Task brief:
Return everything from the line containing "Objective: a point on each instance of the man wearing black" down to the end of the records, copied word for word.

Input records:
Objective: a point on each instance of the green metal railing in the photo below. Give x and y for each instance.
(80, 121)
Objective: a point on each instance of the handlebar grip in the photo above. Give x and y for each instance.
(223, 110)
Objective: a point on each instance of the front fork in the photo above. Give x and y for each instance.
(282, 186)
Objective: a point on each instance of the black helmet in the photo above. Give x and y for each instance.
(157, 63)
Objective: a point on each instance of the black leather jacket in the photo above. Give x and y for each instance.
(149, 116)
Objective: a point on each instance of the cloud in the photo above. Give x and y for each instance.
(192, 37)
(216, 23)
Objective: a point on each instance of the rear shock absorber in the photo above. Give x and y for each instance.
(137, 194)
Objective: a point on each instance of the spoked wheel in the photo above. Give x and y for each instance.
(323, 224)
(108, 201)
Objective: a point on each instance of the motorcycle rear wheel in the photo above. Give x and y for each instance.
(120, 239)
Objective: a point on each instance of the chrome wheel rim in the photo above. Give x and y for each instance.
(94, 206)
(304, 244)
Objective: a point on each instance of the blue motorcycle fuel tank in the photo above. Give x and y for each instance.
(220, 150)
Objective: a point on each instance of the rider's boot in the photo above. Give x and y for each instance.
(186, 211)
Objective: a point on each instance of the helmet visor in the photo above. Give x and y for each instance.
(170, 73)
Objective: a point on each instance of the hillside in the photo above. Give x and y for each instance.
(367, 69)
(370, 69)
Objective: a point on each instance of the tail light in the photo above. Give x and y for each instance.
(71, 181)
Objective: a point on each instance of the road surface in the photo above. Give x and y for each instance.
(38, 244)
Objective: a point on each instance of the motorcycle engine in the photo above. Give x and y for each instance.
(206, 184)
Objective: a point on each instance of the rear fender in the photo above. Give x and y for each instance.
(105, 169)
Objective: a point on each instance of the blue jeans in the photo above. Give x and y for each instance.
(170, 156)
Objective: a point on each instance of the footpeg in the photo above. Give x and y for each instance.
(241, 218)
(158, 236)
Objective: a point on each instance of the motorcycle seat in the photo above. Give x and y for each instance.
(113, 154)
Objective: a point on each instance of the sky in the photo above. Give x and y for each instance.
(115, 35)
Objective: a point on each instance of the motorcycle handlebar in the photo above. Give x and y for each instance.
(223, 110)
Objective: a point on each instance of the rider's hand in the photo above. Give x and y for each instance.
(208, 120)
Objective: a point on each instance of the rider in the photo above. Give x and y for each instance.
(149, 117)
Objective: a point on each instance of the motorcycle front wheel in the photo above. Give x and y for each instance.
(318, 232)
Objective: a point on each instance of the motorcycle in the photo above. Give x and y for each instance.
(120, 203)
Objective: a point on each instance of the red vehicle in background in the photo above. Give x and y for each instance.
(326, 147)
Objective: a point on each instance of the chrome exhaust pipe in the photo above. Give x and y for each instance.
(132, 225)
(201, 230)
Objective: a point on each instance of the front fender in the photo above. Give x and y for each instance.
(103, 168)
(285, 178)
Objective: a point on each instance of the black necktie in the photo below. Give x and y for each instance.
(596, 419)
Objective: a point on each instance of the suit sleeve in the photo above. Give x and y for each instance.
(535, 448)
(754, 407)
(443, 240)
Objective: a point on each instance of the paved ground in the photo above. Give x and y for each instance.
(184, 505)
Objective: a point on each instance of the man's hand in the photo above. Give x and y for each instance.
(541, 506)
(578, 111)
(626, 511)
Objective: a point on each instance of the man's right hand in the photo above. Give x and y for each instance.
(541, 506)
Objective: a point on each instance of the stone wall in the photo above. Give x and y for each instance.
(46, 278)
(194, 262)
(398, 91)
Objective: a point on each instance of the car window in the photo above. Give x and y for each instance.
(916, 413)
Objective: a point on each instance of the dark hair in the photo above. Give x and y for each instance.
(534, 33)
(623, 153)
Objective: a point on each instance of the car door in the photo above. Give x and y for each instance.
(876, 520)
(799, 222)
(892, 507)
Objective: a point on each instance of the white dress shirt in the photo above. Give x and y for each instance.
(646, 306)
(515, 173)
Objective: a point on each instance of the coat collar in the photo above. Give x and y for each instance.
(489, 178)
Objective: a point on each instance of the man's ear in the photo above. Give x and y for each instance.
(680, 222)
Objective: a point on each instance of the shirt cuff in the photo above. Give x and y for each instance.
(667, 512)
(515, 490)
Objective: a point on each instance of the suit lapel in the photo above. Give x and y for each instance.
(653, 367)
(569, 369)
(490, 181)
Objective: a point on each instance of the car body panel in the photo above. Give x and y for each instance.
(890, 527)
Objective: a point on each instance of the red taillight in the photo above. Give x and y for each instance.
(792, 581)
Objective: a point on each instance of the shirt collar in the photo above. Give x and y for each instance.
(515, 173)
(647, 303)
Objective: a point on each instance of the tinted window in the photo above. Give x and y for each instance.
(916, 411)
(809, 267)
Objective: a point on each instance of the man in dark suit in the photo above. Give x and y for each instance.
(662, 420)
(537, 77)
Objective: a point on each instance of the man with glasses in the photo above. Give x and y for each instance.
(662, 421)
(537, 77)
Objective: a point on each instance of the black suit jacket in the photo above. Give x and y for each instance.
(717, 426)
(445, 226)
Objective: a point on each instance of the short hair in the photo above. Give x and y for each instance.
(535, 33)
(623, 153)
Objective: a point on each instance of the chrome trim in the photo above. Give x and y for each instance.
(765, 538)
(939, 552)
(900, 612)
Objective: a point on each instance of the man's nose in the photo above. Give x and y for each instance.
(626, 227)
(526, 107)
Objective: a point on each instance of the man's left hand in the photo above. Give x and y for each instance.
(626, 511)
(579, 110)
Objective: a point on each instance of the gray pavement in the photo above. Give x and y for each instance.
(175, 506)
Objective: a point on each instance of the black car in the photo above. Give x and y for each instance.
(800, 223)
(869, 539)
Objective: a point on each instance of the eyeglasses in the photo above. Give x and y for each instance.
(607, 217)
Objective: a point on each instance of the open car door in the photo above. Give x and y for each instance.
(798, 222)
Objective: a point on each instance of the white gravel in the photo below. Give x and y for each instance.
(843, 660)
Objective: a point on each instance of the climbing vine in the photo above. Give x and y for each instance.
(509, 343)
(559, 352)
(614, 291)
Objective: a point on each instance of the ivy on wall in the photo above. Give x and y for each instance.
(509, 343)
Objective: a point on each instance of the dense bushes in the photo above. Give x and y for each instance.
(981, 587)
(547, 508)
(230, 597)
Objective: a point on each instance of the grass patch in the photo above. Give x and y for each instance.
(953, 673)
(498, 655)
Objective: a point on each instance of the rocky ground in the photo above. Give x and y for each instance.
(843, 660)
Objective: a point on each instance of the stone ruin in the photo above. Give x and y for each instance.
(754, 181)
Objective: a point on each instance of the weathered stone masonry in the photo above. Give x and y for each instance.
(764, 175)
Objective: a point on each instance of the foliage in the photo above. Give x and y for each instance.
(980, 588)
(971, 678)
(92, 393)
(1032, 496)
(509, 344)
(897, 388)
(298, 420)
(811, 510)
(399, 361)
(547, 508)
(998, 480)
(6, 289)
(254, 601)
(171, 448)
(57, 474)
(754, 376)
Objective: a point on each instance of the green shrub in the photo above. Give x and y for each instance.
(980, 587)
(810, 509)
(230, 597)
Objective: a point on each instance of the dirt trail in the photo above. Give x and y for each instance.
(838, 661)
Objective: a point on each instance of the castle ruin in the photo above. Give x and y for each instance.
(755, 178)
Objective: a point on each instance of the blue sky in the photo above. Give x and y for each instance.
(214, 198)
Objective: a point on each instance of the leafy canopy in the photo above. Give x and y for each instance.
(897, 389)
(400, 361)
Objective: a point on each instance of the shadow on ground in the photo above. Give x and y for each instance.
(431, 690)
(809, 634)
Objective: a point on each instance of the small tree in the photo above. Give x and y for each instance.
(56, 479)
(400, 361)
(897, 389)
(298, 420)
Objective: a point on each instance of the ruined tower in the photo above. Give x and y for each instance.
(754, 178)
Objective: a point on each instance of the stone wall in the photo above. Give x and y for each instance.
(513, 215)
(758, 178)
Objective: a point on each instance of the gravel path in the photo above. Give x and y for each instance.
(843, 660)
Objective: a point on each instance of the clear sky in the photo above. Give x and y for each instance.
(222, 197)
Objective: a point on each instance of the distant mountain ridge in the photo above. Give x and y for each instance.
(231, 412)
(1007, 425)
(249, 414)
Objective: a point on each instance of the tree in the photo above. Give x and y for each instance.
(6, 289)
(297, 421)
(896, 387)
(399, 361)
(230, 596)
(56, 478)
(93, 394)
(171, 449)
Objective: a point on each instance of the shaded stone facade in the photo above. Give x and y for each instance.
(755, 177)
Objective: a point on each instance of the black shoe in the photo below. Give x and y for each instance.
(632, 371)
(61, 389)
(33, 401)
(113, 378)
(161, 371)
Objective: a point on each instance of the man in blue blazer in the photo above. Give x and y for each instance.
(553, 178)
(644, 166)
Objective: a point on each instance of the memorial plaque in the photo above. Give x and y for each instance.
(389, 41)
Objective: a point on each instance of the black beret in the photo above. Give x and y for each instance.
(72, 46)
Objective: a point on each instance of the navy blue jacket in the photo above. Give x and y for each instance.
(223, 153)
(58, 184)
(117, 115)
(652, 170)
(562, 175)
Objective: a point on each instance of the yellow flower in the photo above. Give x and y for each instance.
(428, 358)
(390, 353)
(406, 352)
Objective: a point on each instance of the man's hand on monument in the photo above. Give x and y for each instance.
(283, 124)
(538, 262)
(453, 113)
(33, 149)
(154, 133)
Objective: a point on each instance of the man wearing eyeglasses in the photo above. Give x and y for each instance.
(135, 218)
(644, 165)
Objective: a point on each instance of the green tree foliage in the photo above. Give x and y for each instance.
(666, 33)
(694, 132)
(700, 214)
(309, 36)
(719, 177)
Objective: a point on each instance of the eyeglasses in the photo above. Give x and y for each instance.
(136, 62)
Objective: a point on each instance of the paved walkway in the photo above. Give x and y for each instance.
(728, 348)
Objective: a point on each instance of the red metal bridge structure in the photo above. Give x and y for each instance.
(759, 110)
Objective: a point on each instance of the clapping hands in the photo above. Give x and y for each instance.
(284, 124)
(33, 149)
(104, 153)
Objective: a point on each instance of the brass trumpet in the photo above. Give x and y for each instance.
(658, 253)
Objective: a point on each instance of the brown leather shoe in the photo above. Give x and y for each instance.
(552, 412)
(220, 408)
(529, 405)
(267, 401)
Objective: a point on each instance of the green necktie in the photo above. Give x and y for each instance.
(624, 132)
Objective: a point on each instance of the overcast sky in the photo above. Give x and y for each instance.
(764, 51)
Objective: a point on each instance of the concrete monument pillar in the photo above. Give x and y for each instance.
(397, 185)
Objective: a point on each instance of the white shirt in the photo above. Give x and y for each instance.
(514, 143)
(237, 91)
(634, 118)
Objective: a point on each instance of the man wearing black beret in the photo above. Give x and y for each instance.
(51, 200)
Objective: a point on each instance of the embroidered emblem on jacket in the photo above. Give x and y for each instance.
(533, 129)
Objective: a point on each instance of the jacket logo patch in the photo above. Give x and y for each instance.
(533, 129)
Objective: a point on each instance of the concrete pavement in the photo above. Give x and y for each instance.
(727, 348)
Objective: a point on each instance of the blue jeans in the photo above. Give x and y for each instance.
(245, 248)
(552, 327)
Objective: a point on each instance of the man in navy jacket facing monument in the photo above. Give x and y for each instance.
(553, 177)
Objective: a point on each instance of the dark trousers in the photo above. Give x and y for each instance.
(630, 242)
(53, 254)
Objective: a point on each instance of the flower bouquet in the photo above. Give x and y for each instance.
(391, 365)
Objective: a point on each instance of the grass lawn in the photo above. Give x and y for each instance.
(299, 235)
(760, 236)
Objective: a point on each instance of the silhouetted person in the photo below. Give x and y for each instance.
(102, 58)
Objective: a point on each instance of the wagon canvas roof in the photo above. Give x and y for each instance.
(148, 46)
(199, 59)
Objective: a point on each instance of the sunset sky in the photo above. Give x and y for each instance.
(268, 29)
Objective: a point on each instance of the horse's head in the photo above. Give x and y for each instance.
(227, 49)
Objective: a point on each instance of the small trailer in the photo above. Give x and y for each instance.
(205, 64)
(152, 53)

Output below:
Objective: a point on each instance of the man wearing black beret in the photo above. Give x and y for each instance.
(51, 200)
Objective: a point on each instance of the embroidered emblem on jacket in the photo above. Give x and y for each instance.
(533, 129)
Objective: a point on each instance of the jacket logo patch in the photo above. Give x and y for each instance.
(533, 129)
Objective: a point on each instance of the concrete pavement in the photo above. Give x and y for each instance.
(727, 348)
Objective: a point on each instance of the blue jeans in the photo above. Give x and y for each instance.
(245, 248)
(552, 327)
Objective: a point on each instance of the man in navy jacket facing monument in the photo above. Give x and y for each instance.
(553, 177)
Objective: a point on each instance of the dark trousers in the photo above. Give x and y for each instance.
(630, 242)
(53, 254)
Objective: a point on each instance of the flower bouquet in the photo above. Give x and y for each instance.
(391, 365)
Objective: a point on each instance of the grass lawn in the photo above. Give x and y for each instance.
(299, 235)
(760, 236)
Objective: a point on each instance of the silhouetted person in the photo below. Give x and y for each instance.
(102, 58)
Objective: a point on each instance of the wagon canvas roof in the photo above. Give x and y for each instance.
(148, 46)
(199, 59)
Objective: a point on each instance of the sunset sky in the photo above. Give x and y for each instance.
(268, 29)
Objective: a point on each instance of the horse's head in the photo above. Give x and y for each instance.
(227, 49)
Objective: a point on each instance of the small trailer in the photo above. Give x and y for each instance.
(205, 64)
(152, 53)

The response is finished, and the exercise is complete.